SELECTED TEXT.

ARCHIVE PHOTO: A prostitute sits in the dark as she waits for customers near a bar district in Shanghai. June, 2003. REUTERS/Claro Cortes IV

Image Caption and Rights Information

Young girls are forced to perform sex acts or sexually assaulted in front of webcams for global subscribers

By Emma Batha

LONDON, May 20 (Thomson Reuters Foundation) - Tens of thousands of North Korean women and girls - some as young as 9 - are being trafficked into sexual slavery in China as they try to flee poverty and oppression in their homeland, experts on the reclusive state said on Monday.

The sexual exploitation of North Koreans generates at least $105 million in annual profits for the Chinese underworld, according to a report by the non-profit Korea Future Initiative, which includes harrowing accounts from trafficked women.

"Victims are prostituted for as little as 30 Chinese yuan ($4.30), sold as wives for just 1,000 yuan, and trafficked into cybersex dens for exploitation by a global online audience," the report's author Yoon Hee-soon said.

PROBLEM SET.
A - In the trafficking article, replace "Chinese underworld" with "Chinese criminal networks" in the stretch from "ARCHIVE PHOTO: A" through "from trafficked women.", and write that stretch out again.
B - List every person the trafficking article mentions by name.
The listing that follows comes from a different source than the trafficking article.

RAW DATA.

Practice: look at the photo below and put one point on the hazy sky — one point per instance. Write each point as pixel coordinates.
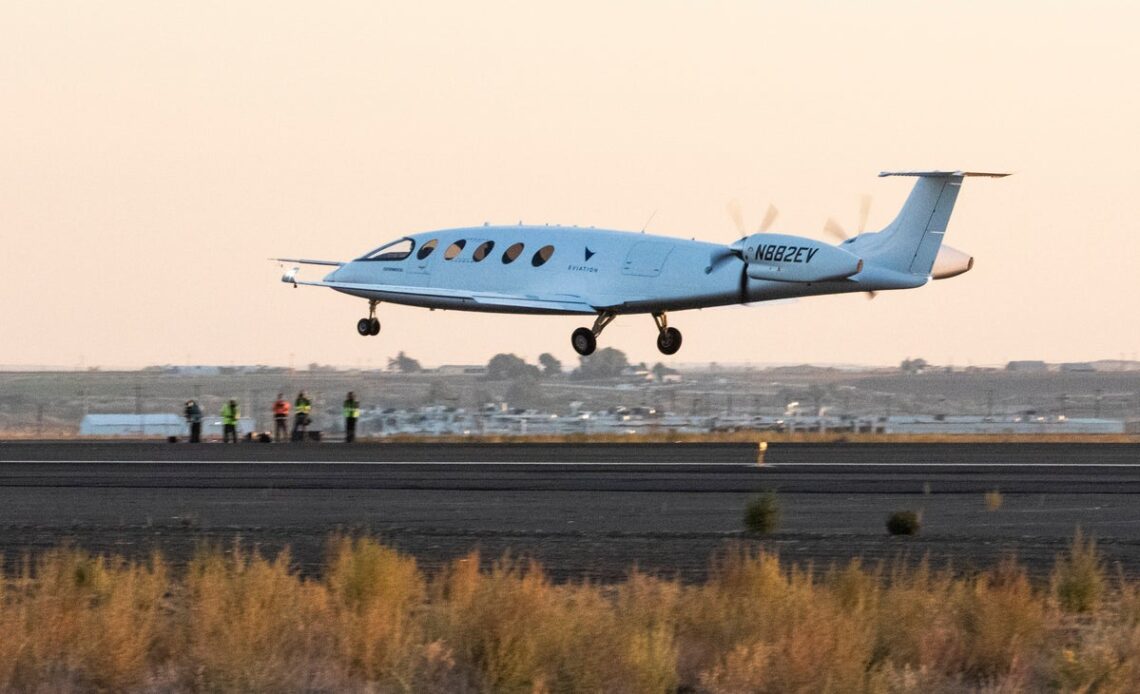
(154, 154)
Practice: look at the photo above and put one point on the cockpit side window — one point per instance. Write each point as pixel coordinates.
(397, 250)
(482, 251)
(455, 248)
(511, 253)
(542, 255)
(426, 248)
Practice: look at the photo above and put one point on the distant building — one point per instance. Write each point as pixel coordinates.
(462, 369)
(1027, 366)
(1081, 367)
(1028, 424)
(160, 425)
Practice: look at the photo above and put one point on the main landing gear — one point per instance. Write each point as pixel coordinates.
(668, 340)
(584, 341)
(369, 325)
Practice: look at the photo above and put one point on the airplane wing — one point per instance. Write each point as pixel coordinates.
(564, 303)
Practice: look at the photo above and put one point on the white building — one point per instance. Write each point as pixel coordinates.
(153, 425)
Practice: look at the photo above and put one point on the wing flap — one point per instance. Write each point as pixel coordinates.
(567, 303)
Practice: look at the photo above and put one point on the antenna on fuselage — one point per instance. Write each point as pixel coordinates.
(645, 226)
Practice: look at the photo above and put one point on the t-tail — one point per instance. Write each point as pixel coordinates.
(911, 244)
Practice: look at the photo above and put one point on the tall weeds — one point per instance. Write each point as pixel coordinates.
(234, 620)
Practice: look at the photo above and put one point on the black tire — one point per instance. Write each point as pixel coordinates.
(668, 341)
(584, 342)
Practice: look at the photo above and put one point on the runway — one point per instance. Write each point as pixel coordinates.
(585, 511)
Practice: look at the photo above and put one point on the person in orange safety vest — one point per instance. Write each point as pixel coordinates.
(281, 418)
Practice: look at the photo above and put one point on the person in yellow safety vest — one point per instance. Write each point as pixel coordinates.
(301, 409)
(229, 416)
(351, 414)
(281, 418)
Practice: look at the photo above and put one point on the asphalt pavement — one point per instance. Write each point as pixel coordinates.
(584, 511)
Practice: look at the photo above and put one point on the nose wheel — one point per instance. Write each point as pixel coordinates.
(584, 341)
(668, 340)
(369, 325)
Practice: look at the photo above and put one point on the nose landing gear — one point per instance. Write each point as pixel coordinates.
(584, 341)
(369, 325)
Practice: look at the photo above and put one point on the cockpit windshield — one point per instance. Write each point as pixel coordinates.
(396, 250)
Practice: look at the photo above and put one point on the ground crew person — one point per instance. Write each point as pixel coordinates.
(229, 416)
(193, 414)
(351, 414)
(301, 409)
(281, 418)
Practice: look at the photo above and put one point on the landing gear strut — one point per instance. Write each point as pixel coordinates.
(369, 325)
(584, 341)
(668, 340)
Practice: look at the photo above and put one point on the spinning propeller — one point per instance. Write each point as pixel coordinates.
(737, 250)
(837, 230)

SOLUTIONS PER TASK.
A -
ARCHIVE PHOTO: A prostitute sits in the dark as she waits for customers near a bar district in Shanghai. June, 2003. REUTERS/Claro Cortes IV

Image Caption and Rights Information

Young girls are forced to perform sex acts or sexually assaulted in front of webcams for global subscribers

By Emma Batha

LONDON, May 20 (Thomson Reuters Foundation) - Tens of thousands of North Korean women and girls - some as young as 9 - are being trafficked into sexual slavery in China as they try to flee poverty and oppression in their homeland, experts on the reclusive state said on Monday.

The sexual exploitation of North Koreans generates at least $105 million in annual profits for the Chinese criminal networks, according to a report by the non-profit Korea Future Initiative, which includes harrowing accounts from trafficked women.

B -
Claro Cortes IV
Emma Batha
Yoon Hee-soon